EXERCISE DESCRIPTION: Pull out every line below, word for word, from the one containing "Can you see the black speaker" down to the one containing "column 566, row 398", including both of those lines.

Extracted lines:
## BEGIN

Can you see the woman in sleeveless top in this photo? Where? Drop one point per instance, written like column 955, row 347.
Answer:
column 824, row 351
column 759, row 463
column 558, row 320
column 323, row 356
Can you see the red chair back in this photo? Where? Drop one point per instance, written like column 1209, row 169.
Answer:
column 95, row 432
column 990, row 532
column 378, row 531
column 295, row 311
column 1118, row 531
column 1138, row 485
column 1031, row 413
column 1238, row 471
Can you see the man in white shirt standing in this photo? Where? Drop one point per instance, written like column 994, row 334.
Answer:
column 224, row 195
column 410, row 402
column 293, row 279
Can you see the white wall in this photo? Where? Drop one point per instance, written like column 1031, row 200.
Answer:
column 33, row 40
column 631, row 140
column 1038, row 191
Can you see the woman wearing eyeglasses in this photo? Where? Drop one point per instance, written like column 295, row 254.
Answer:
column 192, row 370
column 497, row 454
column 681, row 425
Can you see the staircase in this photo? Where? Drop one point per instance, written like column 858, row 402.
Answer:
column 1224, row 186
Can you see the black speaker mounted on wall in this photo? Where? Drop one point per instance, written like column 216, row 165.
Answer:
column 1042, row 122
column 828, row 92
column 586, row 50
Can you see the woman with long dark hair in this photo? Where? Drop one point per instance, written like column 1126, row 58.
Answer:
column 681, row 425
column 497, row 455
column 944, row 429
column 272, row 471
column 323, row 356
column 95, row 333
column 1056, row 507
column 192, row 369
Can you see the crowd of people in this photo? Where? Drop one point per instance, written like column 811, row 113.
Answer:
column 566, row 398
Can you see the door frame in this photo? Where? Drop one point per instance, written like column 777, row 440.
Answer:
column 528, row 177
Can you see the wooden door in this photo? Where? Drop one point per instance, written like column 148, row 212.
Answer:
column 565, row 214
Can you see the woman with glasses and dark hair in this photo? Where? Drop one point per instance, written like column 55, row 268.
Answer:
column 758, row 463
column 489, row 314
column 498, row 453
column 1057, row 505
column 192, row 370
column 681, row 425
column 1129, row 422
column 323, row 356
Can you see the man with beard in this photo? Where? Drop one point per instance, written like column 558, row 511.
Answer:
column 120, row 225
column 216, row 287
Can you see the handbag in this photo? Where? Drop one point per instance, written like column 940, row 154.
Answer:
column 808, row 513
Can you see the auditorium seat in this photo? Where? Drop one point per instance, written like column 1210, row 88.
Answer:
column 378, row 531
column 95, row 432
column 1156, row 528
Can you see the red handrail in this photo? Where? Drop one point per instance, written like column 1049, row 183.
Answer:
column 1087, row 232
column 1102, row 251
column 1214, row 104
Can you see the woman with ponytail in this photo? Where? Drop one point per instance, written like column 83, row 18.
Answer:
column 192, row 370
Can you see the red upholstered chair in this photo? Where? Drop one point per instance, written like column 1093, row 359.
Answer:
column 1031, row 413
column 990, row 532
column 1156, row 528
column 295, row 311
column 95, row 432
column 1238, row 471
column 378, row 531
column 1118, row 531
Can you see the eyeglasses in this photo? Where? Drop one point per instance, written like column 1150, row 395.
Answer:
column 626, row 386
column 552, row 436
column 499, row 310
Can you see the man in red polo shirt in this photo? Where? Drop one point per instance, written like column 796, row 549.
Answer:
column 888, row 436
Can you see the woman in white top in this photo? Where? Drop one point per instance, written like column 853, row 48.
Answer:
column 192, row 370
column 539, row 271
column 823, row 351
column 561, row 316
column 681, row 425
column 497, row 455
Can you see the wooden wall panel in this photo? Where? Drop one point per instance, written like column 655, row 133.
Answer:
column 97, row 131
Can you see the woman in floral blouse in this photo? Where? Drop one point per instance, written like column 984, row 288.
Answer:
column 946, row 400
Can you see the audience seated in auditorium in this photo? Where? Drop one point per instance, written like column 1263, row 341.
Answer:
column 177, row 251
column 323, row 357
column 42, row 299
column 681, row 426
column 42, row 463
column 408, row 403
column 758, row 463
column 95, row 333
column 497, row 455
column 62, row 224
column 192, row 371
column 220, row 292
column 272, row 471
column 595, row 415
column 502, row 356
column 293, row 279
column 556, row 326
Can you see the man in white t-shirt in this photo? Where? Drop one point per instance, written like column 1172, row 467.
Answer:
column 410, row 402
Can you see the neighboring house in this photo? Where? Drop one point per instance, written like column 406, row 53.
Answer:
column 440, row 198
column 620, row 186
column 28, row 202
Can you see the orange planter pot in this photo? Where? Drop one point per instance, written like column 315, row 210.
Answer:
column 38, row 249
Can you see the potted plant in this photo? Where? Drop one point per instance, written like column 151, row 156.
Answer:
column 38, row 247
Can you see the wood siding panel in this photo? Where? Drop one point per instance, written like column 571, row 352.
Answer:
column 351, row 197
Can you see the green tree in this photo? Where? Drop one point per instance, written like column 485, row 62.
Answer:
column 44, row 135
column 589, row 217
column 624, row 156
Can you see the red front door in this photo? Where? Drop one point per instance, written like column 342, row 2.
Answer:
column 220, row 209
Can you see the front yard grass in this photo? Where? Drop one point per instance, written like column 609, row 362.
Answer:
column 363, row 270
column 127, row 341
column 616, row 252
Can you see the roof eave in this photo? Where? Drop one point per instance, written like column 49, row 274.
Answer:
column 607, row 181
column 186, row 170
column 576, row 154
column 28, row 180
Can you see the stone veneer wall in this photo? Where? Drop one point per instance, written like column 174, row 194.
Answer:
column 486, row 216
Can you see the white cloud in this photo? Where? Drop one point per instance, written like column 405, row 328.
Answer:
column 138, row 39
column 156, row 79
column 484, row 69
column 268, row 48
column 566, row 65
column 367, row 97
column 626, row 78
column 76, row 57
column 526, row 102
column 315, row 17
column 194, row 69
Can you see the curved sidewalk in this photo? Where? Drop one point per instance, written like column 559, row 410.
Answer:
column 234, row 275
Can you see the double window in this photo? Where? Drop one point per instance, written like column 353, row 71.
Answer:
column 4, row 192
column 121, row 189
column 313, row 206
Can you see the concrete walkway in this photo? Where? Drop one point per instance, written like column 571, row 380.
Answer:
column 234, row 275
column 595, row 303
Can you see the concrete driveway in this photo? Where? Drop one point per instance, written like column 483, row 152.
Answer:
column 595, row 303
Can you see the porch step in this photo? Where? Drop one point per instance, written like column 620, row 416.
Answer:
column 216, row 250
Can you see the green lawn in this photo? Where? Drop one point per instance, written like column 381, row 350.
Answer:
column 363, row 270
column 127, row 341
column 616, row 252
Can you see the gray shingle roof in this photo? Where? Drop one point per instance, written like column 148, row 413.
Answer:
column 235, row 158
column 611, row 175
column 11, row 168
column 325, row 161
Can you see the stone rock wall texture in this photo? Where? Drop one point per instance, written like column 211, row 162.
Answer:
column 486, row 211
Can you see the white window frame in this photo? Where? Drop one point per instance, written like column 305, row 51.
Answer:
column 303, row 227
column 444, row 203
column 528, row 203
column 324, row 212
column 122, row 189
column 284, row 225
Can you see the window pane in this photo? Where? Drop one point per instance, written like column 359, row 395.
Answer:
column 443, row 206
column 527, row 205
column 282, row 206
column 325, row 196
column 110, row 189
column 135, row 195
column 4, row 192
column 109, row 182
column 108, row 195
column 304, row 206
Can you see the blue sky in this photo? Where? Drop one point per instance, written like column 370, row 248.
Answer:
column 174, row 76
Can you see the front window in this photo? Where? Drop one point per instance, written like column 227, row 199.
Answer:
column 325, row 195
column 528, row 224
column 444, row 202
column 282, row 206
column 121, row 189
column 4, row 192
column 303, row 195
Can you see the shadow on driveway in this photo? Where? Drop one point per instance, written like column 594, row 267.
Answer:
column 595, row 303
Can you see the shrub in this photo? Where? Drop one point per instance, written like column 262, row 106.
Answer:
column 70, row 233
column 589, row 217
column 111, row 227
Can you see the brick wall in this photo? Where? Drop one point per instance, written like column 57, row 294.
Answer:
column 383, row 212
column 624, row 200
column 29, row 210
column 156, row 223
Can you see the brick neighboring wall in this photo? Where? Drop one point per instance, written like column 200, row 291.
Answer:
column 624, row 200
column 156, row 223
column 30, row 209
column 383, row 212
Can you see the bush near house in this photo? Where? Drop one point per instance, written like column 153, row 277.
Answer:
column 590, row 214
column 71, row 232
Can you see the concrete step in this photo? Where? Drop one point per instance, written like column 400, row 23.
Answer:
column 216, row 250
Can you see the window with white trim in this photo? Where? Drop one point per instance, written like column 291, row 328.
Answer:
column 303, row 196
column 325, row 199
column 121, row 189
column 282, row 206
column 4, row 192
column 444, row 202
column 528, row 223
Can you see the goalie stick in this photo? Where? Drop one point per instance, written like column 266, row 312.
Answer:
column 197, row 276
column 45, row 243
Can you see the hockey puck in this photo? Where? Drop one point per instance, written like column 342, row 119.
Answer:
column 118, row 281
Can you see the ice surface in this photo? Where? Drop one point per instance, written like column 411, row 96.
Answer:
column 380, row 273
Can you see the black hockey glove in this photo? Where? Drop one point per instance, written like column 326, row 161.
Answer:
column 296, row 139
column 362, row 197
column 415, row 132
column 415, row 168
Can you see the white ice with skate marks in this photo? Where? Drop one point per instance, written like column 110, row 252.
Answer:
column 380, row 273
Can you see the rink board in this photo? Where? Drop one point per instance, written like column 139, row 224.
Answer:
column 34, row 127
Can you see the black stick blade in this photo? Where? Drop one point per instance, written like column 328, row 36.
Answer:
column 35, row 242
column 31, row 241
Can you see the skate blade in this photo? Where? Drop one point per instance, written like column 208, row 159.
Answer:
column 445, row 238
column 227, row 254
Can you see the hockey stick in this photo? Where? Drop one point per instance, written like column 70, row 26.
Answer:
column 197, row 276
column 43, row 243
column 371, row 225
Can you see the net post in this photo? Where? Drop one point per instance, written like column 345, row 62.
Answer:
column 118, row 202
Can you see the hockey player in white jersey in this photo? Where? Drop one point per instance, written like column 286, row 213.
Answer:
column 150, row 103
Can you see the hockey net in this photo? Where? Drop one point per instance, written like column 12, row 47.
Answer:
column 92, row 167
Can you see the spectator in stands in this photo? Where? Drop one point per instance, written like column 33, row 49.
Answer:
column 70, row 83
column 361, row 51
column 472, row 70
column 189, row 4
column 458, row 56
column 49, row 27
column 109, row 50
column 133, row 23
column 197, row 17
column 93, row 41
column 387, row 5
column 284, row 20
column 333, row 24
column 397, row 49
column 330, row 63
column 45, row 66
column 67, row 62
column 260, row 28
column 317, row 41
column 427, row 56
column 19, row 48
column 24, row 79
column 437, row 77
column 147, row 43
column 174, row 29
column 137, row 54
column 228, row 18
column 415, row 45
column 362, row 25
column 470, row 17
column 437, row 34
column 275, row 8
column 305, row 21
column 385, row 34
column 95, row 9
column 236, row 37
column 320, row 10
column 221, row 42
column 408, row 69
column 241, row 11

## END

EXERCISE SOLUTION:
Can you see the black speaker mounted on wall in this photo? Where? Drop one point per instance, written like column 216, row 165.
Answer:
column 1042, row 122
column 828, row 92
column 586, row 50
Can you see the woman with long dark hair in this photo? Where? Drop one point per instance, written like column 1126, row 58.
Answer:
column 681, row 425
column 497, row 455
column 944, row 429
column 272, row 471
column 323, row 356
column 95, row 333
column 1056, row 507
column 192, row 369
Can you see the crowd of people in this photo? Where? Drop one point per instance, written like column 811, row 113.
Answer:
column 566, row 398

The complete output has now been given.